Exercise details:
Can you give all the records again without altering a single character?

[Dataset entries]
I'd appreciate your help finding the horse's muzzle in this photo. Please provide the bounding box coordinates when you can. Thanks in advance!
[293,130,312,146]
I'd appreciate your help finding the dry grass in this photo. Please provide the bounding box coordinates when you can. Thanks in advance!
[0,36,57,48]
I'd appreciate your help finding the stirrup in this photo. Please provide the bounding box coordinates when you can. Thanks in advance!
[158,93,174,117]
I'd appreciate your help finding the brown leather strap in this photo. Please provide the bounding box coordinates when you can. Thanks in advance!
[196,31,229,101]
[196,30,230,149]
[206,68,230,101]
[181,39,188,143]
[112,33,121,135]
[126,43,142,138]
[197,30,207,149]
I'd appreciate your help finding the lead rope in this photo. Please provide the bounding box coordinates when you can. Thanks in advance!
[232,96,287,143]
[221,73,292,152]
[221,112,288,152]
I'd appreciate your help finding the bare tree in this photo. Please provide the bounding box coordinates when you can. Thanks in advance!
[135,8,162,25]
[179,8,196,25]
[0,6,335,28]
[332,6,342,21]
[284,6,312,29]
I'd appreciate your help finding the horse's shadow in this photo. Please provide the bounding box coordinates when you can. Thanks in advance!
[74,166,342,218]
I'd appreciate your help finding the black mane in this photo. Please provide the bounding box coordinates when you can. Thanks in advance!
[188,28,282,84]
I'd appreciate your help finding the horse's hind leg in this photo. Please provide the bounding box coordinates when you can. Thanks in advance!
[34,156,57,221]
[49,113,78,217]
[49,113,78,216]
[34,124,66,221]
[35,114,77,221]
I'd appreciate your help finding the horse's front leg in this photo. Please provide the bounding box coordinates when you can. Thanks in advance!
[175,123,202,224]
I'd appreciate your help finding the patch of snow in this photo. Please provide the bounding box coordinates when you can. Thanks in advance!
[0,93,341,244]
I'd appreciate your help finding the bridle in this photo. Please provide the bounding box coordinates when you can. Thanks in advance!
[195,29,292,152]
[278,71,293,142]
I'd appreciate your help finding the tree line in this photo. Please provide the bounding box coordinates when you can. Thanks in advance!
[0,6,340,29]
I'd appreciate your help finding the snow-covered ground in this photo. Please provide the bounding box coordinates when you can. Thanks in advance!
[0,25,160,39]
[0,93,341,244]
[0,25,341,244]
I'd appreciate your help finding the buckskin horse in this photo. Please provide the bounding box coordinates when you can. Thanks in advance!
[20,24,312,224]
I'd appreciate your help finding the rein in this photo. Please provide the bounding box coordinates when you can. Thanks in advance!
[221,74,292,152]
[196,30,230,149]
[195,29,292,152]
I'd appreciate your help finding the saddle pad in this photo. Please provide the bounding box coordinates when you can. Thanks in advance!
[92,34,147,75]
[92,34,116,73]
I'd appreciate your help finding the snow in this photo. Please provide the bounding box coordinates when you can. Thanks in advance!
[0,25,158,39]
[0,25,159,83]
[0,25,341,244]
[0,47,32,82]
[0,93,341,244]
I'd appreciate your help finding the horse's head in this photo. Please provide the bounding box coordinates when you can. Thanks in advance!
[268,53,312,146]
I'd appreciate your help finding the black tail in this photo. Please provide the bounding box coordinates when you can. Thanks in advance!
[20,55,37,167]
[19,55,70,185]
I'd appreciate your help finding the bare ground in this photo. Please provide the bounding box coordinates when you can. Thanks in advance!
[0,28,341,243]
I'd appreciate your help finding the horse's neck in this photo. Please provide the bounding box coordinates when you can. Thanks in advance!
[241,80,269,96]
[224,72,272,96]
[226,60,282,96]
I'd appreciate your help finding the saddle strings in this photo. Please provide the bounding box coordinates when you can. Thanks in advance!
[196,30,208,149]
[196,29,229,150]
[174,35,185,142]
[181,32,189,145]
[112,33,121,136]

Result for this exercise:
I'd appreciate your help finding the horse's muzzle in this photo. Please provide the bounding box coordinates when you can. Thanks in advance!
[293,130,312,146]
I'd appreciate your help finding the dry grass in this photo. Please provide the bounding box coordinates when you can. Thanks in advance!
[0,36,57,48]
I'd appreciate your help finding the stirrup in this photo. Please provide the bounding box coordinates when you can. Thanks in advance!
[158,93,174,117]
I'd appreciate your help finding the brown leather strap in this photo. Please provide the bounding box coordinates when you can. Thanks in advance!
[196,31,229,101]
[196,30,230,149]
[206,68,230,101]
[181,39,188,143]
[112,33,121,135]
[126,43,142,138]
[197,30,207,149]
I'd appreciate your help finding the lead rope in this photo. Please provide the bounding box coordinates when you can. Thanks in advance!
[232,96,287,143]
[221,73,292,152]
[221,112,288,152]
I'd appreciate your help finding the bare tree in this photo. Please provide the bounding box coordinates when you can. Thanks in advance!
[135,8,162,25]
[179,8,196,25]
[0,6,335,28]
[332,6,342,21]
[284,6,312,29]
I'd appreciate your help finding the horse's shadow in this photo. Please provide the bounding box coordinates when you can. Thanks in advance!
[74,166,342,218]
I'd appreciate your help finding the black mane in this photo. Please provide the bounding box coordinates when you can. Thanks in advance!
[188,28,282,84]
I'd appreciate your help finding the horse's hind leg in this photo. Please provide the bounding box coordinates when you can. Thanks in advance!
[34,156,57,221]
[49,113,78,217]
[49,113,78,216]
[34,124,66,221]
[35,114,77,221]
I'd appreciate your help finding the horse's front leg in this photo. Please provide the bounding box coordinates when you can. Thanks in advance!
[175,123,202,224]
I'd appreciate your help finding the patch of snow in this photo. Please provide the bounding box coordinates when you can. Thanks in advance!
[0,93,341,244]
I'd appreciate your help finding the bridle in this photo. Please provide the bounding box coordinates when you can. Thanks in advance!
[195,29,292,152]
[278,71,293,142]
I'd appreciate your help finding the tree line in this photo. Please provide the bounding box coordinates when you can. Thanks in advance!
[0,6,340,29]
I'd appreciate your help finding the snow-covered ground in this photo. Please provide the bounding box coordinates when you can. Thanks in advance!
[0,25,160,39]
[0,93,341,244]
[0,25,341,244]
I'd appreciate your help finding the buckskin horse in this photo. Please provide the bounding box coordinates when you can. Thanks in advance!
[20,24,312,224]
I'd appreciate your help finding the rein in this photo. Please provide the bounding box coordinates when you can. Thanks in advance!
[221,74,292,152]
[196,30,230,149]
[195,29,292,152]
I'd appreciate your help finding the saddle pad in this photo. Please provide the bounding box coordinates when you can. Thanks in advance!
[92,34,147,75]
[92,34,116,73]
I'd appreciate your help finding the snow in this photo. Please provide the bounding box coordinates when you can. Thanks in advance!
[0,25,158,39]
[0,25,159,83]
[0,25,341,244]
[0,47,32,82]
[0,93,341,244]
I'd appreciate your help finding the horse's head in this photo. Please provide the bounding box coordinates when you can. Thanks in advance!
[268,53,312,146]
I'd appreciate your help finding the black tail in this photo. Please provide the bounding box coordinates when you can. Thanks in advance!
[20,55,37,167]
[19,55,70,185]
I'd appreciate your help finding the bare ground in this photo. Please provide the bounding box coordinates when you can. Thanks in advance!
[0,28,341,243]
I'd appreciate your help finding the horse's neck in this photo. Please provide the bounding box coordinates when you can. Thanks in advance!
[241,80,269,96]
[224,72,272,96]
[226,60,282,96]
I'd appreciate your help finding the saddle strings in this photo. Please provide the bounding box coordinates when you can. Thanks in advance!
[196,30,208,149]
[196,29,229,150]
[174,35,185,142]
[181,32,189,145]
[112,33,121,136]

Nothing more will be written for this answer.